→ Exercise task A
Answer these questions from the post about giving up vegetarianism, one answer per line:
(i) As of when is the writer no longer a vegetarian?
(ii) How much weight has the writer gained in the last year?
(iii) What did the writer try and fail to do last Saturday?
→ Exercise task B
Write the next part of the post about giving up vegetarianism, picking up right after its final sentence.
[Source excerpt start]
Out of the Meat Locker, Part Deux

Well, I’ve been working through something for a little over a week and thought it was time to tell you guys.  I’ve been trying to figure out how to put it in words accurately for about a week now, so I’m just going to lay it out there.

As of last Saturday evening, I am no longer a vegetarian.  I always said that I would only do it as long as I felt led to, and suddenly, I no longer felt led to.  It started a couple of weeks ago…and I don’t know why particularly, but I was starting to feel pretty conflicted about it.  I tried to take a nap last Saturday and couldn’t…I was thinking about it too much.

I’ve taken worse care of my body in the last year than I have in my whole life.  I’ve gained twenty pounds, I’m lethargic, achy, and can’t get motivated to take any action or do anything.  While I don’t believe that God’s original intent was for us to eat meat, I also don’t think that I’m being a good steward of my body if I’m not taking care of myself for the sake of something that God expressly told us that we could now have.
[Source excerpt end]
[Record set start]
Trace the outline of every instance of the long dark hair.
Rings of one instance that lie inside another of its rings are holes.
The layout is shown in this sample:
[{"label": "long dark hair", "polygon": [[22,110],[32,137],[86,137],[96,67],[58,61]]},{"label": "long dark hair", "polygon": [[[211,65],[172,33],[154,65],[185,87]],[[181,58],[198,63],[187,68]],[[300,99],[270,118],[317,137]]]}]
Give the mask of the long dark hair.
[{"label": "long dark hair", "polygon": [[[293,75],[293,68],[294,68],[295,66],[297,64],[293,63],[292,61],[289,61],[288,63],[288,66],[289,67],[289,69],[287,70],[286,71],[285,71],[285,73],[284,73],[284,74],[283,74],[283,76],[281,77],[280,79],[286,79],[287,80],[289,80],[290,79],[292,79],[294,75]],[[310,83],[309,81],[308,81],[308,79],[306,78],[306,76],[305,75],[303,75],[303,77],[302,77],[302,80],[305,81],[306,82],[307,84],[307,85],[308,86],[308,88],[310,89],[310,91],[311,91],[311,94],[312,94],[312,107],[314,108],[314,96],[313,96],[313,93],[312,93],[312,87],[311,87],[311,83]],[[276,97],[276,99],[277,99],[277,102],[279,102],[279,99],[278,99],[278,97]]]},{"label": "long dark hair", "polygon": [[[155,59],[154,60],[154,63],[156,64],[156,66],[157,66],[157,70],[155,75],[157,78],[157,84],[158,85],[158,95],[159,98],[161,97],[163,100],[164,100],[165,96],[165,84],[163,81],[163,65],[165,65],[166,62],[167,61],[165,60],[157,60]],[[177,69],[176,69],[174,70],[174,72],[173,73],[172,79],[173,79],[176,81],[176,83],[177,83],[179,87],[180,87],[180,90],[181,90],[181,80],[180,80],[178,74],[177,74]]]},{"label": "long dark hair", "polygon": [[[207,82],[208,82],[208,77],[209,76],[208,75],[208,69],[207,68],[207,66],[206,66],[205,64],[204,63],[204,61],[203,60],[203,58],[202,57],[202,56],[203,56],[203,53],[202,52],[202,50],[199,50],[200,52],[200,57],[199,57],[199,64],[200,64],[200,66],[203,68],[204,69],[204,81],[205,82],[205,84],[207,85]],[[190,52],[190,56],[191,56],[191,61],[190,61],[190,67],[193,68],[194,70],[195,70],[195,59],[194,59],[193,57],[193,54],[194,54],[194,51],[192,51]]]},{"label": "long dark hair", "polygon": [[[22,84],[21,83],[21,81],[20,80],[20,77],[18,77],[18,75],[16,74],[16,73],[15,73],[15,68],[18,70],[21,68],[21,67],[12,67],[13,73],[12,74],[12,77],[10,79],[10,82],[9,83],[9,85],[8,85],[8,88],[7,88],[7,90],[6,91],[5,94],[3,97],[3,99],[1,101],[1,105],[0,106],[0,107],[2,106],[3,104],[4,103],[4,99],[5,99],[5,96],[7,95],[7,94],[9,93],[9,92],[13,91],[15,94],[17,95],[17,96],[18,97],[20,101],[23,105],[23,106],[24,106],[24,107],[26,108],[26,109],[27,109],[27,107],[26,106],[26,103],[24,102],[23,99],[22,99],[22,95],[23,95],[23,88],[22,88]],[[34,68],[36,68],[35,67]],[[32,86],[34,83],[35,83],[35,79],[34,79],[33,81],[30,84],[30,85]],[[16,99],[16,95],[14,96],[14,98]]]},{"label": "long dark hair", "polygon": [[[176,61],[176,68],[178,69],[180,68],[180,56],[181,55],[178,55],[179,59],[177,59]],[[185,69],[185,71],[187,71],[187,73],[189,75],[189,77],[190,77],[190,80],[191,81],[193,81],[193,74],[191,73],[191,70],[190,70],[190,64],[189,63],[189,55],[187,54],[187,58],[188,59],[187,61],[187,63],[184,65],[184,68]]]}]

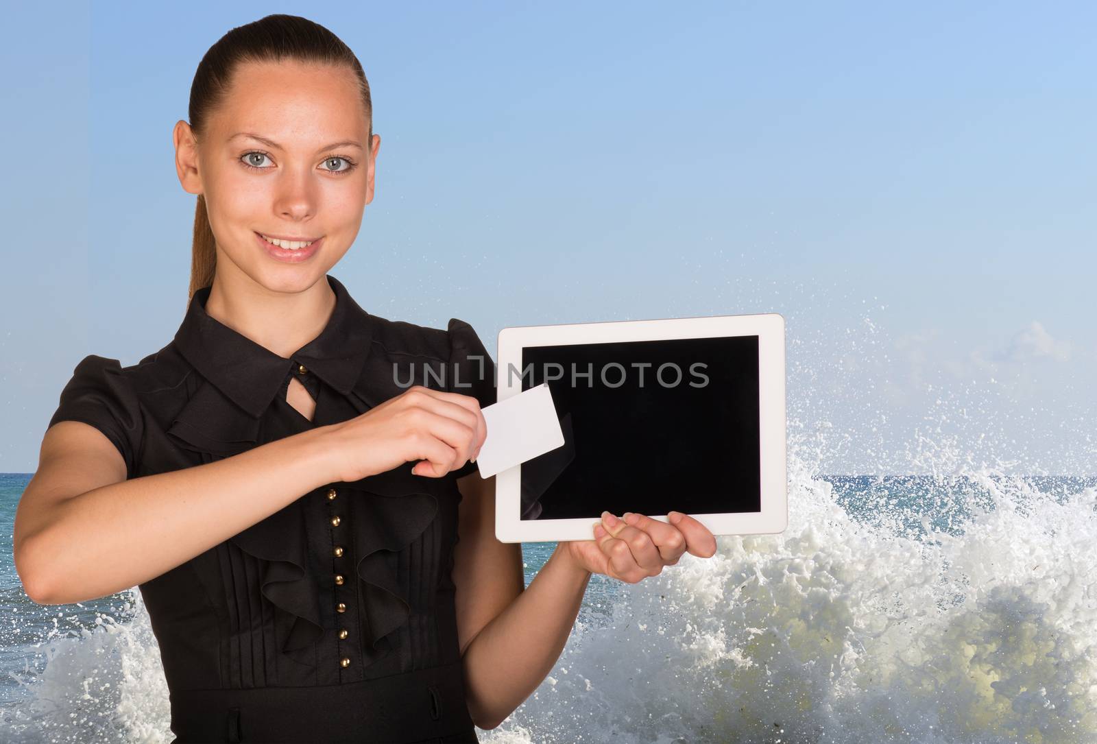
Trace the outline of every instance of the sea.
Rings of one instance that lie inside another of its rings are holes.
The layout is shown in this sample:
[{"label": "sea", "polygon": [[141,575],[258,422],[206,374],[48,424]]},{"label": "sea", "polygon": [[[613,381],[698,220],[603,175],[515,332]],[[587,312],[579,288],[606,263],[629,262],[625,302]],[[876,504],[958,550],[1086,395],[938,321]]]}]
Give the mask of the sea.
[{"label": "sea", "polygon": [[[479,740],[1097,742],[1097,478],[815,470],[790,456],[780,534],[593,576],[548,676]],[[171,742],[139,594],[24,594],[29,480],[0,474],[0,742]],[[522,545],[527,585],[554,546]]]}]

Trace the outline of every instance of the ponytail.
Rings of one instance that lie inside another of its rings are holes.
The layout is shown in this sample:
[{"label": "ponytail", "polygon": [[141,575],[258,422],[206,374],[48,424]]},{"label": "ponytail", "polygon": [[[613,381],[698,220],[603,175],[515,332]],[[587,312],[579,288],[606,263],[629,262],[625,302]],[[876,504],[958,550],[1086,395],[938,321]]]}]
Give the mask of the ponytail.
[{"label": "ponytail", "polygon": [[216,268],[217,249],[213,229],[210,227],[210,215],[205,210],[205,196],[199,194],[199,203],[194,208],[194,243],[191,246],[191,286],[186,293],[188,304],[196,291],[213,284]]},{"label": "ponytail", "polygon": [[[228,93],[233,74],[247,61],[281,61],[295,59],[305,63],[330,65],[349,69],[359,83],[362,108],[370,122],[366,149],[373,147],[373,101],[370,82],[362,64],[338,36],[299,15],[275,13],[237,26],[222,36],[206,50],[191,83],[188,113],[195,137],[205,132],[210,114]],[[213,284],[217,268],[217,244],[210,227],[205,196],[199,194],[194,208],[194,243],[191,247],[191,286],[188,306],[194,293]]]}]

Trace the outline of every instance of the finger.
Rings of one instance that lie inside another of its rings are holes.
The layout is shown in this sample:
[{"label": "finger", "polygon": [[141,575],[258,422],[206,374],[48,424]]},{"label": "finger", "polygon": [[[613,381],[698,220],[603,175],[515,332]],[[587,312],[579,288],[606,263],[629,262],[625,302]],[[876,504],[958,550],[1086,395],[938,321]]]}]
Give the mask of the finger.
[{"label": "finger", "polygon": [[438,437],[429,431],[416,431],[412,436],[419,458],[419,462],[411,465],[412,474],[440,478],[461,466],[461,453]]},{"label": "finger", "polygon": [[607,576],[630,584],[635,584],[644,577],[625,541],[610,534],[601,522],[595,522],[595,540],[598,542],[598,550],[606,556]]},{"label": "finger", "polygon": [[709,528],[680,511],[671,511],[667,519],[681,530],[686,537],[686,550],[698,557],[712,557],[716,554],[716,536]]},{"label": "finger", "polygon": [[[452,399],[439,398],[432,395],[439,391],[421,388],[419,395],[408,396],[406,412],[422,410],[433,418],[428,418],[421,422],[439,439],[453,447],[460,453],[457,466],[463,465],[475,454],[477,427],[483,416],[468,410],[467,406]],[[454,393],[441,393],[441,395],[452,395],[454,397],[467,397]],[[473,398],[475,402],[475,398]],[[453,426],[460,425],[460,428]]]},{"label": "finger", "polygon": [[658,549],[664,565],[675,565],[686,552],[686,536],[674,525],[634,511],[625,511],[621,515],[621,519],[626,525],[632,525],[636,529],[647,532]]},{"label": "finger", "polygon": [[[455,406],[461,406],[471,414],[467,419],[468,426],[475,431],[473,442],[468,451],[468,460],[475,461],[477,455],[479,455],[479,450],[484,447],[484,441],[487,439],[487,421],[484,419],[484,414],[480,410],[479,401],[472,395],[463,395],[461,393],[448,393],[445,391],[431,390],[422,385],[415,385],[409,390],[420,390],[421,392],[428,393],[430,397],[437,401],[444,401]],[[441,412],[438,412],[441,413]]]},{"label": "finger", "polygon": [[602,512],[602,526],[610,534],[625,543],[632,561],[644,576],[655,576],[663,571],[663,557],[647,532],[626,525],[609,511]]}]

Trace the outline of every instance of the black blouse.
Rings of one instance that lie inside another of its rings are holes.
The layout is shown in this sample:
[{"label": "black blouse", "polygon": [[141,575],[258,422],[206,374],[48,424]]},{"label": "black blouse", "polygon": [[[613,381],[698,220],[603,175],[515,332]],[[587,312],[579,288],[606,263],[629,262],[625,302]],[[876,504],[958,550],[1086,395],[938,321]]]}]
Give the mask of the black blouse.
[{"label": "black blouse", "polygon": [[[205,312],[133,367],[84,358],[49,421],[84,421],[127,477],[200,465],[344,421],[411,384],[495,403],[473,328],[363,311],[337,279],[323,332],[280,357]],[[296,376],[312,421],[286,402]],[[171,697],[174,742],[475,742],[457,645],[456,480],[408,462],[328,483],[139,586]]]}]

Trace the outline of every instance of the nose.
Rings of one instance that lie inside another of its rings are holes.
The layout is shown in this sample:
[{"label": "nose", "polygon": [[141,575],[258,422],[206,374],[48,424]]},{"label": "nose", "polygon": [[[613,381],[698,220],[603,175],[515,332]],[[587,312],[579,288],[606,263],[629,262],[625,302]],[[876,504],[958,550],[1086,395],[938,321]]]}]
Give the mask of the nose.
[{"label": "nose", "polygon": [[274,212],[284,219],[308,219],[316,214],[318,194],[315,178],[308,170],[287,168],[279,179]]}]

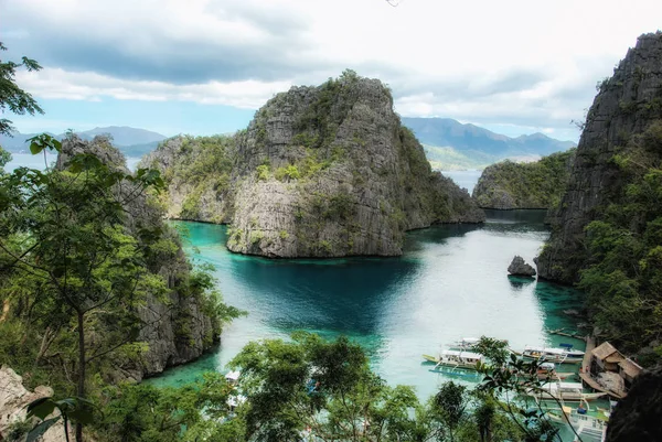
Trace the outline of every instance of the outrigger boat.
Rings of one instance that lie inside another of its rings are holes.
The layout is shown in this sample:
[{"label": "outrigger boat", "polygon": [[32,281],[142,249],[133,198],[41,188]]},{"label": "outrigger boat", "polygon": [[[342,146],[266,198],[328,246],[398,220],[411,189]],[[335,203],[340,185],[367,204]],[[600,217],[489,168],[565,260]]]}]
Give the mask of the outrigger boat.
[Record set end]
→ Result A
(i) Last Saturday evening
(ii) Twenty pounds
(iii) Take a nap

→ Result B
We got Chinese food on Saturday night last week and I got some egg drop soup…my stomach had been bothering me all day, and it was almost like magic how it calmed down once the chicken broth hit it. 

I’ve been doing a lot of reading on different diets this week:  Weston A. Price, Primal Eating, South Beach, Mediterranean, Clean eating, etc.  I’m quickly coming to the conclusion that different bodies are suited for different eating styles.  Some people thrive on a vegetarian/vegan diet with lots of soy; others don’t do so well.  I’ve been reading a lot on soy and its effects on the body.  From what I’m reading, it’s definitely not good for me.  And, for the past year, I’ve been eating copious amounts of tofu, soymilk, veggie burgers, etc.  I’ve been shooting myself in the foot, making me feel terrible about myself but feeling to listless to do anything about it.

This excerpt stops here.